Passage shown.

London A to Z Runs : X   4 comments

 

X is for Xenophilia.  On the day after the Barcelona attacks, the week of the Charlottesville fiasco, in the year — or less (fingers crossed!) — of the Trump administration, this run honours Plaistow in Newham, one of the most immigrant-friendly and diverse neighbourhoods in London with no ethnic group comprising more than 1/5 of the population.  It promised to be an interesting trot. 

 

Overall, the neighbourhood is as advertised: about 10% white Brits, 5% Poles,  2-3% what the old-timers such as myself would call “Oriental,” and the rest about evenly distributed amongst black Africans, Raj-based Asians, and Middle-Eastern types.  This was not generally my experience on the stops  but that probably has more to do with my (and the customer base’s) Anglo-centric bias than anything else (as well as the fact that anyone in an East End pub or slurping down some stewed eels is already likely to be a bit melanin-deficient).  Anyway, here was the route….

 

Just out of the station I turned to find my way to the Greenway, a dedicated bike path on a former rail bed.  At my first turn I learned that there is no concept of Costcutter in Lithuanian (apparently) and the translation takes a long paragraph.

 

 

At the base of the stairs to the Greenway, a bunch of Bud Light cans represented my cultural background.  At the apex, there was a lovely view of the London skyline:

 

 

There were Central Africans and Sikhs jogging along the Greenway, but the streets in the area still seem a bit Caucasian.  First notice was the Road to the White Well,

 

and then there was never anything whiter on telly in the States than the Chronicles of Mayberry (Andy Griffith Show and Mayberry RFD):

 

I shouldn’t even need to put a link in to demonstrate how wrong this one is with respect to the day’s theme:

 

 

From my seat in the Abbey Arms (all white employees and clientele, with me the only non-native East Ender), I spotted this interesting church:

 

 

The Golden Lion (now a betting shop), was my original choice for a first stop.  The Swan, across from the Abbey, was my 2nd.  My choice for a 2nd stop, the Army and Navy, was also shuttered (what the actual hell?):

 

 

I soldiered on, determined to get some eels for lunch but I turned the wrong way up Barking Road and soon found myself at the Boleyn Tavern (spectacular house, but all white employees and clientele, with me the only non-native East Ender) across from this monument to 1960s white men in shorts:

 

 

Even the Baby Jesus is pale and Mother Mary wears the Cross of St George motif:

 

 

But, the Boleyn Ground — the real church, temple, and mosque of the neighbourhood — has been razed to make way for flats too expensive for anyone here to afford (again, there will probably be another unintentional colour bias to the residency demographics).

What you will do.
1. Answer these questions about the post on the Plaistow run, one answer per line and labeled to match:
(a) What is the Greenway?
(b) What is the Golden Lion now?
(c) What has the Boleyn Ground been razed to make way for?
2. Retype, unchanged, the part of the records that begins with the line containing "like [483, 339]." and continues through the end of the records, including both ends.

Material for this task.

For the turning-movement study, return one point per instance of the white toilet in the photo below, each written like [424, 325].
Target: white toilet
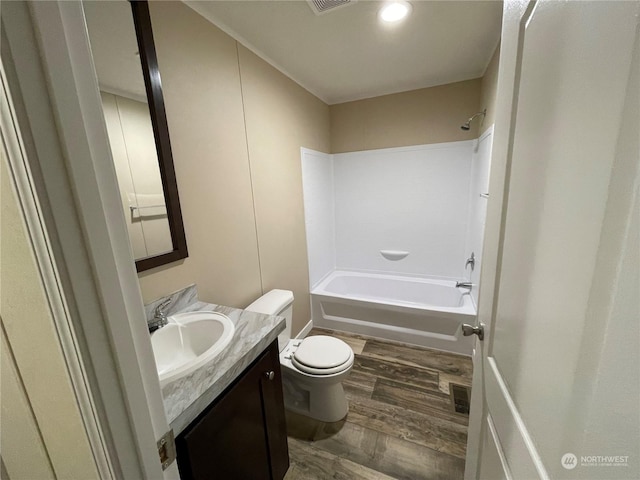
[312, 368]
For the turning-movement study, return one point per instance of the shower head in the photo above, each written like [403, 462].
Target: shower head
[467, 125]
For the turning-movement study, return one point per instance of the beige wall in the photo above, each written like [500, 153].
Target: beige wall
[489, 88]
[280, 118]
[230, 156]
[428, 115]
[42, 433]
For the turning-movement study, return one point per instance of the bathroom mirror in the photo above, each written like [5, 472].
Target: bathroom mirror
[131, 92]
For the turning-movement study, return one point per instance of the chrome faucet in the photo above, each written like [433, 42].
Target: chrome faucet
[159, 317]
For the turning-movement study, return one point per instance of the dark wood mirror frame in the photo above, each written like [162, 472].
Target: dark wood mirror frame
[153, 85]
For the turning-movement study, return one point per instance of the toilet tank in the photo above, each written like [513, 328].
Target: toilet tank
[276, 302]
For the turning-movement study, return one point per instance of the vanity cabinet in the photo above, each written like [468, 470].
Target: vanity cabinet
[242, 434]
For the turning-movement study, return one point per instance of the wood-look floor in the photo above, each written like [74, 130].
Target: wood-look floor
[401, 423]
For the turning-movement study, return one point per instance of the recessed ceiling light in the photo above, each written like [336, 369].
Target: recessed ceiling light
[395, 11]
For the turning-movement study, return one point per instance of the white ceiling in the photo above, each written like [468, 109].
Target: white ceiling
[346, 54]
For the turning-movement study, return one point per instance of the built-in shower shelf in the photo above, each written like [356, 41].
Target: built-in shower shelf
[394, 255]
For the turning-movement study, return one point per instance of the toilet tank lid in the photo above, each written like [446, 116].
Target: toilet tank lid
[272, 303]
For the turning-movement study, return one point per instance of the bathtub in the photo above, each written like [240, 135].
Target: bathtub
[406, 309]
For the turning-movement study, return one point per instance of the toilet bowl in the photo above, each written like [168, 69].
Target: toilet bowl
[313, 368]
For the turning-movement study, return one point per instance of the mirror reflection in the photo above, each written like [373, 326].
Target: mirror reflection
[133, 147]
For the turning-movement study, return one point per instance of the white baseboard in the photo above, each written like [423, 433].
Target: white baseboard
[305, 330]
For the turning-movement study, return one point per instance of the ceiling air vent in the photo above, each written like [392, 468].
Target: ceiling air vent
[321, 7]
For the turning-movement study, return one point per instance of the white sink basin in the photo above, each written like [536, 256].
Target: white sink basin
[189, 341]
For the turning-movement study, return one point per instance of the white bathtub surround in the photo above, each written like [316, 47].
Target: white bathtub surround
[412, 199]
[388, 235]
[412, 310]
[478, 198]
[319, 213]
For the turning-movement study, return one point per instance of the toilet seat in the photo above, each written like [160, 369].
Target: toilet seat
[322, 355]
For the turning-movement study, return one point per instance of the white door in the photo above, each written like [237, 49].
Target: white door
[558, 371]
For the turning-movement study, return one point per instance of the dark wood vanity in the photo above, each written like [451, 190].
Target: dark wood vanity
[242, 434]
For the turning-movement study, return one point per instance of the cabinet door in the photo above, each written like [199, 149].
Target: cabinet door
[243, 434]
[273, 408]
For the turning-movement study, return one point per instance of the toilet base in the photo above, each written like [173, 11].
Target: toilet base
[327, 403]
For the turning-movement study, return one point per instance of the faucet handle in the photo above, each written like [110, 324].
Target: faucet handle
[471, 261]
[160, 313]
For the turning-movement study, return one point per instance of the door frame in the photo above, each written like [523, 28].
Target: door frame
[70, 175]
[506, 100]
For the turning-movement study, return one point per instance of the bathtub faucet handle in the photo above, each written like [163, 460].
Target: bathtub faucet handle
[468, 330]
[471, 261]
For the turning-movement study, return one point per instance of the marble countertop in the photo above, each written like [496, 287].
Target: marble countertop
[187, 397]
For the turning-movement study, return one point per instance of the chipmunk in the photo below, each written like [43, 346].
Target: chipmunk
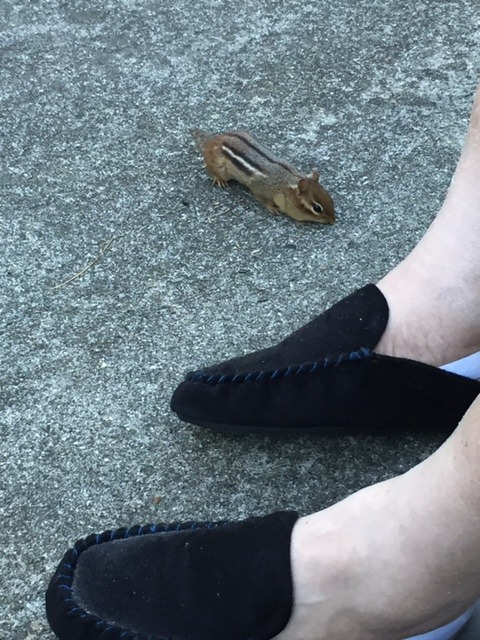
[281, 188]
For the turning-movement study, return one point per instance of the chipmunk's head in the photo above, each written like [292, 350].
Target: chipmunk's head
[316, 203]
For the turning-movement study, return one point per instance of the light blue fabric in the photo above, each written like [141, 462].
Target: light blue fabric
[448, 631]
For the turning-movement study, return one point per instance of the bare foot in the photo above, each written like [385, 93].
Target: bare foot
[396, 559]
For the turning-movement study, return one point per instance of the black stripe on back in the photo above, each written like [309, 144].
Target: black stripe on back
[241, 167]
[244, 157]
[260, 152]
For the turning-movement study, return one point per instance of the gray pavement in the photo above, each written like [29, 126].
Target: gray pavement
[96, 103]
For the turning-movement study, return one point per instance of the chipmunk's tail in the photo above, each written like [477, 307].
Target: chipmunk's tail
[200, 138]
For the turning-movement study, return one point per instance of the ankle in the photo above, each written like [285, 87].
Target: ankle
[429, 321]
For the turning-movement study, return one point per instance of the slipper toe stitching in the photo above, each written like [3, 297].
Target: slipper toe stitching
[285, 372]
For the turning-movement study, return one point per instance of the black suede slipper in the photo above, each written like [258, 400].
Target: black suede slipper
[188, 581]
[325, 379]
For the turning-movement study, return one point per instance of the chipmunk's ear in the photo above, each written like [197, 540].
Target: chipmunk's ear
[303, 185]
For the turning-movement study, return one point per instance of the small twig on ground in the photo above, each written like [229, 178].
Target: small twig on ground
[89, 266]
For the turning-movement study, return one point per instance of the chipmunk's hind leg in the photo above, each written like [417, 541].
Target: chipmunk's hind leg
[216, 163]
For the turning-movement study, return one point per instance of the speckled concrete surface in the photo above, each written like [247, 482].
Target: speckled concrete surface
[96, 103]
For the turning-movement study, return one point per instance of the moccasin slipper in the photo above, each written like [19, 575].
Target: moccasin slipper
[326, 379]
[189, 581]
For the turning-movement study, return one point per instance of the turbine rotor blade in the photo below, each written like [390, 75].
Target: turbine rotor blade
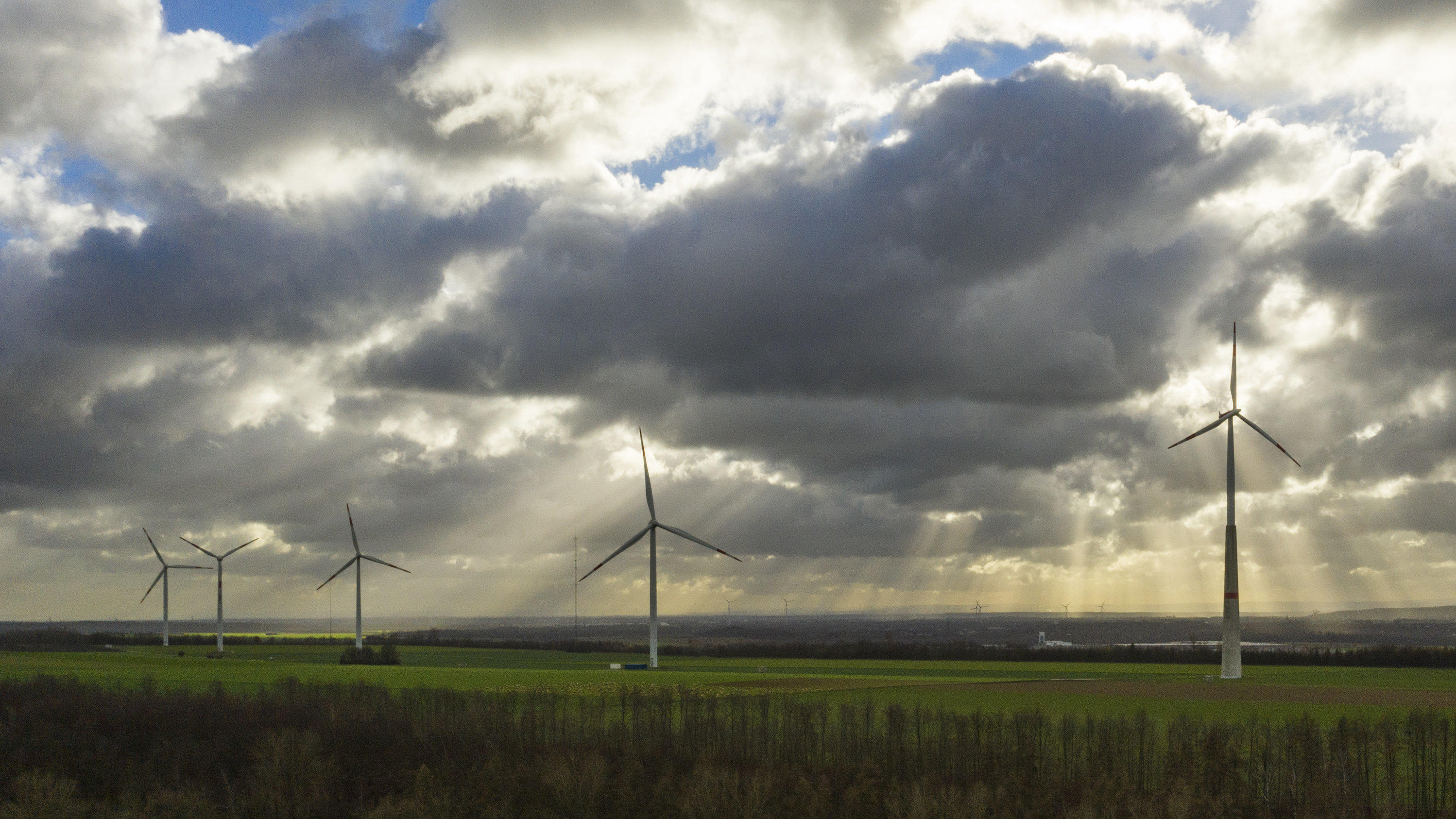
[624, 547]
[383, 563]
[255, 540]
[155, 584]
[1222, 418]
[681, 533]
[340, 572]
[1270, 438]
[154, 546]
[347, 511]
[1233, 369]
[200, 549]
[647, 478]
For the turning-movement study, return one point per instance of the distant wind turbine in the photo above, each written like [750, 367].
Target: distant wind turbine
[1232, 649]
[357, 562]
[651, 534]
[162, 577]
[219, 585]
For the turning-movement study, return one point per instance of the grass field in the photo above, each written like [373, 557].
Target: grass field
[1078, 688]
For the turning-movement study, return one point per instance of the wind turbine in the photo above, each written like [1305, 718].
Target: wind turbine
[1232, 654]
[219, 587]
[651, 533]
[162, 577]
[359, 594]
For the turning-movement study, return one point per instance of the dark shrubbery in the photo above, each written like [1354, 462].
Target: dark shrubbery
[388, 655]
[324, 751]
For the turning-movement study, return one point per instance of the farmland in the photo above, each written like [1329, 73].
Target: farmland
[1056, 688]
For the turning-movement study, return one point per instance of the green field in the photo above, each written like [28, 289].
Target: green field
[1078, 688]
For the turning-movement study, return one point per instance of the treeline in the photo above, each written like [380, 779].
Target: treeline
[1368, 657]
[322, 751]
[388, 655]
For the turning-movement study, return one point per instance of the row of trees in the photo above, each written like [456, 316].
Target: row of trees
[321, 751]
[1370, 657]
[388, 655]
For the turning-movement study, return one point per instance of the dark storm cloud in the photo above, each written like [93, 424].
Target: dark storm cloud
[906, 450]
[1378, 17]
[1401, 271]
[976, 259]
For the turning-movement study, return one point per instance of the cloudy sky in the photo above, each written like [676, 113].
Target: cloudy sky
[909, 299]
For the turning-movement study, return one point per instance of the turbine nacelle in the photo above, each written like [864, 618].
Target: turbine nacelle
[653, 523]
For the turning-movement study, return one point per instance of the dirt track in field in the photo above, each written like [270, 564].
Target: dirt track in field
[1228, 691]
[813, 684]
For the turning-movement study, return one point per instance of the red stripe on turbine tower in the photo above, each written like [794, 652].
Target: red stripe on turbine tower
[1232, 657]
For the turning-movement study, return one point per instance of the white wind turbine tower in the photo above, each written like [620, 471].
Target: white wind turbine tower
[219, 585]
[1232, 655]
[162, 577]
[357, 562]
[651, 533]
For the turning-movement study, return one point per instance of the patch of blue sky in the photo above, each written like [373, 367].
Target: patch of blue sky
[251, 21]
[991, 60]
[86, 179]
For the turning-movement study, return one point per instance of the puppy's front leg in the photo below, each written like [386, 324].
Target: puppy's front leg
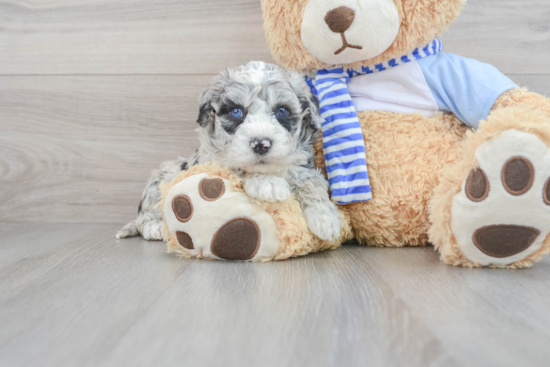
[311, 189]
[266, 188]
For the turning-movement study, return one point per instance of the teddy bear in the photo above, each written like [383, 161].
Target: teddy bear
[419, 146]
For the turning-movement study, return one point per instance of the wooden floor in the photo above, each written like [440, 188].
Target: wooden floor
[72, 295]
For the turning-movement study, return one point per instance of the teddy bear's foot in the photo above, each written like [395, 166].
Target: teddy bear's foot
[210, 220]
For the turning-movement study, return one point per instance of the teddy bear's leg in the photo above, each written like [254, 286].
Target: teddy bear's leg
[207, 214]
[492, 207]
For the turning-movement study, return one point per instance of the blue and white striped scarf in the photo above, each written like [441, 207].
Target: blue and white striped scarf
[343, 142]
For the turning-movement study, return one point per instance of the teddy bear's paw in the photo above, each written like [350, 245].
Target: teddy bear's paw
[210, 220]
[502, 214]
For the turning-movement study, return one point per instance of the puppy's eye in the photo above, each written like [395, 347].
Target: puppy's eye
[282, 112]
[237, 113]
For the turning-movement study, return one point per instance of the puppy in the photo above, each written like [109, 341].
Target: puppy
[261, 122]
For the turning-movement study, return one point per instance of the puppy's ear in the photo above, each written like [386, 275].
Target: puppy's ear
[310, 105]
[309, 102]
[206, 113]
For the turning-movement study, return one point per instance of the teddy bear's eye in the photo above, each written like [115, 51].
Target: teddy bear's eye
[282, 112]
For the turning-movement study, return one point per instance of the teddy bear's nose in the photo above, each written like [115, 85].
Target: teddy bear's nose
[339, 20]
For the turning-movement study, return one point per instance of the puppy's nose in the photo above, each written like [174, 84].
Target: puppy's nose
[339, 20]
[261, 146]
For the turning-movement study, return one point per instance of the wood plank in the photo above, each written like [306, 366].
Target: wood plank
[96, 301]
[513, 35]
[80, 148]
[129, 37]
[197, 36]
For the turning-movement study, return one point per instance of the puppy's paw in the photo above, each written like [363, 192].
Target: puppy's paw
[325, 224]
[267, 188]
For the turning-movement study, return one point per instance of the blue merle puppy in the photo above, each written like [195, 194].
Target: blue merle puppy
[261, 122]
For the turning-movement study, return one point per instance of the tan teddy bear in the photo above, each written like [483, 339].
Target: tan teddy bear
[419, 146]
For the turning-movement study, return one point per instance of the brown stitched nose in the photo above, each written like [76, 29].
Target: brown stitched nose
[504, 240]
[339, 20]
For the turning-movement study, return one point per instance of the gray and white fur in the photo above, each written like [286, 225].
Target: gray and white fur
[261, 122]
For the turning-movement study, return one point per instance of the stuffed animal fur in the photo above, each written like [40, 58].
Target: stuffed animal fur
[457, 156]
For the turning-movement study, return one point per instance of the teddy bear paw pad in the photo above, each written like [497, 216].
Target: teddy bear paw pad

Outputs in order.
1.
(a) A dedicated bike path on a former rail bed.
(b) A betting shop.
(c) Flats too expensive for anyone here to afford.

2.
For the turning-movement study, return one point per instance of the tan teddy bear in the photo above, each written like [483, 339].
Target: tan teddy bear
[419, 146]
For the turning-movement study, return one point per instance of the brown stitched nose in the photo above, each written like [76, 29].
Target: brown stitched nose
[504, 240]
[339, 20]
For the turning-movement study, return one point per instance of the gray and white fur in the photo above, each written like [286, 225].
Target: gray and white fur
[261, 122]
For the turning-movement study, return one point per instance of the stuffed animal fur in the photo above, each written like [40, 58].
Target: stuffed animal fur
[457, 156]
For the turning-movement study, return one point per instance of the teddy bear paw pad in the photo above, each written like [497, 216].
Target: teddy bear paw pad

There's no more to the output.